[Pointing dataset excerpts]

┄┄┄┄┄┄

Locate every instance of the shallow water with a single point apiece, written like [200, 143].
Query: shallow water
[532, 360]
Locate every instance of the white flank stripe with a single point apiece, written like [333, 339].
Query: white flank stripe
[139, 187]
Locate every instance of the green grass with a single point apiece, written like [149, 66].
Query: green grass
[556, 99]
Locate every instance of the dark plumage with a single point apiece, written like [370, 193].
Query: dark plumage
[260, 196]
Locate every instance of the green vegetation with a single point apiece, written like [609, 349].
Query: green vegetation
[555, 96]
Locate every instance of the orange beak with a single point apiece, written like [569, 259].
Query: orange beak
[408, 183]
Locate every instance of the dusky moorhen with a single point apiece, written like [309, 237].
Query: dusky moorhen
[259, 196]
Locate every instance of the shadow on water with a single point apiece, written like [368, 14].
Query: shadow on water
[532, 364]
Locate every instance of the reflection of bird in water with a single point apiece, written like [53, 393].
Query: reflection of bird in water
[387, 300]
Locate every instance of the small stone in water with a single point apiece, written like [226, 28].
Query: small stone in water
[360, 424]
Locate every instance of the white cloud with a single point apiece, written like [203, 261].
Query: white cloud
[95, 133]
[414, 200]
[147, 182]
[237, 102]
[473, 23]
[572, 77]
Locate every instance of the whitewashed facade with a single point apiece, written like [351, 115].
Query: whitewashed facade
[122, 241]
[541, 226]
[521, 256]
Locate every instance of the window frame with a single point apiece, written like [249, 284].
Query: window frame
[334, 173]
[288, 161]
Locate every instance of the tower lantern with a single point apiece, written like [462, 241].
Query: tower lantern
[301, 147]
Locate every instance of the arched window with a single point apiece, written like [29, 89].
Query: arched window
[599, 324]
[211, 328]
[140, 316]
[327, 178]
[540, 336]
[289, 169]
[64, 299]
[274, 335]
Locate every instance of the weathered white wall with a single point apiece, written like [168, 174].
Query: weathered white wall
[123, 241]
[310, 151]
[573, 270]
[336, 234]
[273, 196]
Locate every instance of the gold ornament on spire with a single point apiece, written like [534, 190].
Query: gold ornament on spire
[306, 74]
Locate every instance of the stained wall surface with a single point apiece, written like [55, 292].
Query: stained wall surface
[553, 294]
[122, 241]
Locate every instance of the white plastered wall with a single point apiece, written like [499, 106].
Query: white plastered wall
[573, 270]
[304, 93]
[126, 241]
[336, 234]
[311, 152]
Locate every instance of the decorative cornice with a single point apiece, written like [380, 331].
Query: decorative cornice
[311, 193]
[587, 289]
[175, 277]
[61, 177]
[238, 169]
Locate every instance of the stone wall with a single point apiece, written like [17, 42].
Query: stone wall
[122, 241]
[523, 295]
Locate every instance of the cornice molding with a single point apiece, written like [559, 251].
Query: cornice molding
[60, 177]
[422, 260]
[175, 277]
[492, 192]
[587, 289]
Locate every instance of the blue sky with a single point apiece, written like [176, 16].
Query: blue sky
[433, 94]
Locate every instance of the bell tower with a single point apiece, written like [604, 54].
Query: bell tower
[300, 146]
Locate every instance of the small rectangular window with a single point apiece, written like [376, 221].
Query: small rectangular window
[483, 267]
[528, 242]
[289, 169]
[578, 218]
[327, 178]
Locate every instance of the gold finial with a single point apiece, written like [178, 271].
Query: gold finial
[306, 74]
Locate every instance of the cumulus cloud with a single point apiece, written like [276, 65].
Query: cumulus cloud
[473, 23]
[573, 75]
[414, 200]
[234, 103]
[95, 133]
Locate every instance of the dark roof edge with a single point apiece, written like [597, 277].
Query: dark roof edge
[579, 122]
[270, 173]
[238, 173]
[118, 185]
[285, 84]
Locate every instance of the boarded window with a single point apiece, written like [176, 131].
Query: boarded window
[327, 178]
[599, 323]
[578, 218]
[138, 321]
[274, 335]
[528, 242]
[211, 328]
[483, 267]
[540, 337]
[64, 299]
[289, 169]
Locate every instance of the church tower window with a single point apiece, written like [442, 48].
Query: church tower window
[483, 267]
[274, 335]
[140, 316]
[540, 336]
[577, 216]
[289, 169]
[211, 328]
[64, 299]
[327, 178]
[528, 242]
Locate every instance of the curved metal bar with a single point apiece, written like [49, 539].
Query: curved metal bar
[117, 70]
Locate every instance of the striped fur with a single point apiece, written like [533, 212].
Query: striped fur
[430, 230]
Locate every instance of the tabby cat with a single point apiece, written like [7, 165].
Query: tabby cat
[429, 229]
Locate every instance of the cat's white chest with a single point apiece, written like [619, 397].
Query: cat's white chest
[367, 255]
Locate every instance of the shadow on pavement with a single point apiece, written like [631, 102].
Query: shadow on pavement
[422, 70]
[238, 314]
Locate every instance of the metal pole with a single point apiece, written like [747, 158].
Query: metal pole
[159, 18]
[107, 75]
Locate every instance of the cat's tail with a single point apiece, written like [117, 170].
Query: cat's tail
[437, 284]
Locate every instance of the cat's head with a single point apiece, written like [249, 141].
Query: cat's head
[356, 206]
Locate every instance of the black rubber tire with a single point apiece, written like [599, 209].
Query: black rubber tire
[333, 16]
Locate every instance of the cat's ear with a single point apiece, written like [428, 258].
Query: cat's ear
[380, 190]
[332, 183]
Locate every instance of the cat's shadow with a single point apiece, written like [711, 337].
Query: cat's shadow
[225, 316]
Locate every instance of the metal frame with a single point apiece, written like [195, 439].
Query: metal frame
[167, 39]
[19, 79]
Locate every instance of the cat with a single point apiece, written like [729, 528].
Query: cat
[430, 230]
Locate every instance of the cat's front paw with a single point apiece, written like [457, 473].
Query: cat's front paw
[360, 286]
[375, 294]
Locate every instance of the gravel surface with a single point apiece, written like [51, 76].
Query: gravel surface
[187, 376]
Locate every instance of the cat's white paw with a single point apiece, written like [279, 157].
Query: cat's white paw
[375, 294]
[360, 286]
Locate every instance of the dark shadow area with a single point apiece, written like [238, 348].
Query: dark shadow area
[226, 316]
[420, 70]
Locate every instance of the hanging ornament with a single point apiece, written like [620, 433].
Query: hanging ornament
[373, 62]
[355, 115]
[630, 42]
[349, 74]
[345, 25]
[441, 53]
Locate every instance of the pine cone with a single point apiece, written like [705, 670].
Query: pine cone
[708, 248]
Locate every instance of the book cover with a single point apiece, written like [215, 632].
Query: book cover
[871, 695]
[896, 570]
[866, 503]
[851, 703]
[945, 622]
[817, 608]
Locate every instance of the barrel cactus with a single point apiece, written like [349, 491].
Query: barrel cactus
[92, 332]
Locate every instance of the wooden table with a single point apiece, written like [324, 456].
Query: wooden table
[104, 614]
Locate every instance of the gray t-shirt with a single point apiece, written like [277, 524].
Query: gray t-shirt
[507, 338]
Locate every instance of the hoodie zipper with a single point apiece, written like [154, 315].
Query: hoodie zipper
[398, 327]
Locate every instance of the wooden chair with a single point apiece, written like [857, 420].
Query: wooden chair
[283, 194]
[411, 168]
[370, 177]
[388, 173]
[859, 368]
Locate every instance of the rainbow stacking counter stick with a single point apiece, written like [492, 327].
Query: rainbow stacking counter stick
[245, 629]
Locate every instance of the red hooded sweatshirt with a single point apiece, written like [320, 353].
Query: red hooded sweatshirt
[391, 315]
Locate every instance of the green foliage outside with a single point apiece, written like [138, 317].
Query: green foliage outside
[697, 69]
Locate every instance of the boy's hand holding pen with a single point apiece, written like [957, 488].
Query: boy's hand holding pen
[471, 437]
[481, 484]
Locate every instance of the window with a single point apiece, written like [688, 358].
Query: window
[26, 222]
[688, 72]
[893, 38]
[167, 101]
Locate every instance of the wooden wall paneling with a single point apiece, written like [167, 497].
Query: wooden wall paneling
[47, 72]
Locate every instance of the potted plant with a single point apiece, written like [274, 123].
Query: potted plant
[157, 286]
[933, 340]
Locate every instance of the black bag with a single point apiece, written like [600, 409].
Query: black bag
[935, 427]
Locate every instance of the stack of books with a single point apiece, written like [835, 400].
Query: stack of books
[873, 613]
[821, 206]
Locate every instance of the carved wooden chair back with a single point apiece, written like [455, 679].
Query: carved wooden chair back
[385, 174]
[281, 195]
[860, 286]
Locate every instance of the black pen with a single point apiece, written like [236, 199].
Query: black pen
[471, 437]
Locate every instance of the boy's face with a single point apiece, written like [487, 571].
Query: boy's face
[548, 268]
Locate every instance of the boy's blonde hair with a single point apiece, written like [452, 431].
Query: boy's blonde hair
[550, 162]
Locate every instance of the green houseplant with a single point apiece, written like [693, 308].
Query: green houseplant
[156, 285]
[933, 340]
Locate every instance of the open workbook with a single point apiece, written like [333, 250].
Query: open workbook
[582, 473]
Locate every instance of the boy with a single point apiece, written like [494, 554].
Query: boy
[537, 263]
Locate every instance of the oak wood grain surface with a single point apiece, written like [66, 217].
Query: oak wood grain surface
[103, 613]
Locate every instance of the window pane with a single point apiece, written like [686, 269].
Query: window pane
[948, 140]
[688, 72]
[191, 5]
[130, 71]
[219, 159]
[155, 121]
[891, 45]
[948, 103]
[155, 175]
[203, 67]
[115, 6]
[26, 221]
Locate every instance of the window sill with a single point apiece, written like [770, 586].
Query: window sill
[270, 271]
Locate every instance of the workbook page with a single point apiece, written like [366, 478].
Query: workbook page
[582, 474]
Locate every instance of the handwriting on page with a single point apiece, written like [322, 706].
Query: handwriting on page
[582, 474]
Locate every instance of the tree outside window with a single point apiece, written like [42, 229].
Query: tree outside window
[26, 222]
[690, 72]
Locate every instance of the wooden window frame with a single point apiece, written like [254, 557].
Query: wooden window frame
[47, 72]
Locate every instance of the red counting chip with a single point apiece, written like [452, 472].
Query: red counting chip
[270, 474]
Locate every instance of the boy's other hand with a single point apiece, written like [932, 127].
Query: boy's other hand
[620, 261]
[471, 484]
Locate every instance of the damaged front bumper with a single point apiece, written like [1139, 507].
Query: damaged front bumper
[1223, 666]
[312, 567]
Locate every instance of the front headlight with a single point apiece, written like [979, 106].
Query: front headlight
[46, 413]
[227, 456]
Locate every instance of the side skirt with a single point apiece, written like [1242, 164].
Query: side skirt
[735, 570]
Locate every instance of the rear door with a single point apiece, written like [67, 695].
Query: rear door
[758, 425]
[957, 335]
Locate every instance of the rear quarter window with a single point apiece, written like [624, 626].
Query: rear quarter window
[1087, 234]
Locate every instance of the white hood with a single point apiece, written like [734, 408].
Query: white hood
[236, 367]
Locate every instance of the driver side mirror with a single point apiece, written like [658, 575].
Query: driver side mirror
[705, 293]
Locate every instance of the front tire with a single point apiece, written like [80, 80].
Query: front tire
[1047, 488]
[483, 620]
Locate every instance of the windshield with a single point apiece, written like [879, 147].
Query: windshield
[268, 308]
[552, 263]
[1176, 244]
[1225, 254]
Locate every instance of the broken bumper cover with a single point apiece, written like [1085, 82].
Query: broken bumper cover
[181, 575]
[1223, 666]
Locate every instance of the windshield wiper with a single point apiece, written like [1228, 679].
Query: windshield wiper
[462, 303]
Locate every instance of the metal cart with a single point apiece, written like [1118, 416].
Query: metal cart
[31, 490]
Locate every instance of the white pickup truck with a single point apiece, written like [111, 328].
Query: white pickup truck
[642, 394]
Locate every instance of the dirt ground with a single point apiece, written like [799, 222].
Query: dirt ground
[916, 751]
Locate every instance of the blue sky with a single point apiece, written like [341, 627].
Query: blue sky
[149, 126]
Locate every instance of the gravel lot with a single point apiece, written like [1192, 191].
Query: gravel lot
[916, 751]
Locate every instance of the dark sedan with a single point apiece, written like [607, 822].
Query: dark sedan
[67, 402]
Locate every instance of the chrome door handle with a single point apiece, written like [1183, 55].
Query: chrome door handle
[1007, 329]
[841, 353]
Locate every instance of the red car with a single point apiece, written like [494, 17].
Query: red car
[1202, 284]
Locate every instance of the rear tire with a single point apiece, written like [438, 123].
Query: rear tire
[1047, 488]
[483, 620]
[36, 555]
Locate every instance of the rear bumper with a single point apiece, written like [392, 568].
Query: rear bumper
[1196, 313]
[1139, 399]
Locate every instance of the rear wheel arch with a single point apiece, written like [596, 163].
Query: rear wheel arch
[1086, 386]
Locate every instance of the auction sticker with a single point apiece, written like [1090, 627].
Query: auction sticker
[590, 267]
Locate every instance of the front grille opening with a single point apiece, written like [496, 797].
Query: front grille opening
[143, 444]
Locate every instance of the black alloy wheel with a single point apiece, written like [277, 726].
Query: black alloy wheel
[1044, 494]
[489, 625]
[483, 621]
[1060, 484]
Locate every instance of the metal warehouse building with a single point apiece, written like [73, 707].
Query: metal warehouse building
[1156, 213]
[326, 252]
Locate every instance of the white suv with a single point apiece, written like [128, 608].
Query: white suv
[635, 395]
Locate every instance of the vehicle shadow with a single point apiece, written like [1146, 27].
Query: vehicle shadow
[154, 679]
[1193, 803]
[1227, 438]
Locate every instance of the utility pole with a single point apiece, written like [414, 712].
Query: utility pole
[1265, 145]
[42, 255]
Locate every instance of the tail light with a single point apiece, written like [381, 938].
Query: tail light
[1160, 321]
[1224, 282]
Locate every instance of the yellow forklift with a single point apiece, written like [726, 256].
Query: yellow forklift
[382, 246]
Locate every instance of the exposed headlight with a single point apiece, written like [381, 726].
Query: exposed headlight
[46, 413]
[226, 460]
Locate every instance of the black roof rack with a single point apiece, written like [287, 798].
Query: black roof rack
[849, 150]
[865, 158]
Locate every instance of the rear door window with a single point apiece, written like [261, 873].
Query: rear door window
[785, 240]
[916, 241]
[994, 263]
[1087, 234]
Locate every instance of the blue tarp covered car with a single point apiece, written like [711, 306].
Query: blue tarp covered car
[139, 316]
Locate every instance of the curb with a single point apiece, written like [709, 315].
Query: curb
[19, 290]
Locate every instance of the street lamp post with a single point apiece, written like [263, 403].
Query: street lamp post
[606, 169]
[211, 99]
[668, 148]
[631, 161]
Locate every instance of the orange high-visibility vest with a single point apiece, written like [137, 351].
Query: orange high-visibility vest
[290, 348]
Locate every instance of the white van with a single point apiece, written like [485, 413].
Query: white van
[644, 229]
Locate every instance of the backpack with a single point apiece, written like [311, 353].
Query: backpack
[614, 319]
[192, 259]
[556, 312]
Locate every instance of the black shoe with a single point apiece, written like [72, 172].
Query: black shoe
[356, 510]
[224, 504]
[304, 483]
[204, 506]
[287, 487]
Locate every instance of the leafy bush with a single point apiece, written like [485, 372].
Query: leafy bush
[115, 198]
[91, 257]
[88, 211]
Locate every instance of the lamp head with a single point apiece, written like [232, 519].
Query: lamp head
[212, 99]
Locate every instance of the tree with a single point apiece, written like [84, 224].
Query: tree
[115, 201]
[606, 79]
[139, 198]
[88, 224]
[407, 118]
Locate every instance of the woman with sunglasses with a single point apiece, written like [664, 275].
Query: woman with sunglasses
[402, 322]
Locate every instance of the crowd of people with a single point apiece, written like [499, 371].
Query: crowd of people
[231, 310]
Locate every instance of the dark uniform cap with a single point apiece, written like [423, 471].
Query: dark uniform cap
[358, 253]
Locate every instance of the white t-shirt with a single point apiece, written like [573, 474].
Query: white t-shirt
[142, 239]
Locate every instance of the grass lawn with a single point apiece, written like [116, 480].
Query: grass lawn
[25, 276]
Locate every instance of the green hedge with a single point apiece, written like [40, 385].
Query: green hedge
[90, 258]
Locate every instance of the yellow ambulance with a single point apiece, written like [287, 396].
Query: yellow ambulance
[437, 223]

┄┄┄┄┄┄

## Problem to work on
Return the line that contains "Locate every instance of the tree with" along with every line after it through the end of the entries, exactly, adding nothing.

## Reply to the task
Locate every instance of the tree with a single point apiece, written like [84, 224].
Query: tree
[115, 201]
[606, 79]
[139, 198]
[88, 224]
[407, 118]
Locate every instance of the woman with sunglasses with a single point apiece, written like [664, 275].
Query: woman with sunglasses
[402, 322]
Locate every instance of the crowd of people with a single point apiece, written like [499, 371].
Query: crowd of people
[231, 310]
Locate every instance of the dark uniform cap with a single point apiece, written like [423, 471].
Query: dark uniform cap
[358, 253]
Locate every instance of the white t-shirt with a single point apiece, written like [573, 474].
Query: white t-shirt
[142, 239]
Locate every instance of the grass lawn with a single point apiece, written like [116, 480].
Query: grass lawn
[25, 276]
Locate every instance of the green hedge with a single point apiece, written like [40, 385].
Query: green hedge
[90, 258]
Locate every instance of the yellow ambulance with a single point apiece, written like [287, 396].
Query: yellow ambulance
[437, 223]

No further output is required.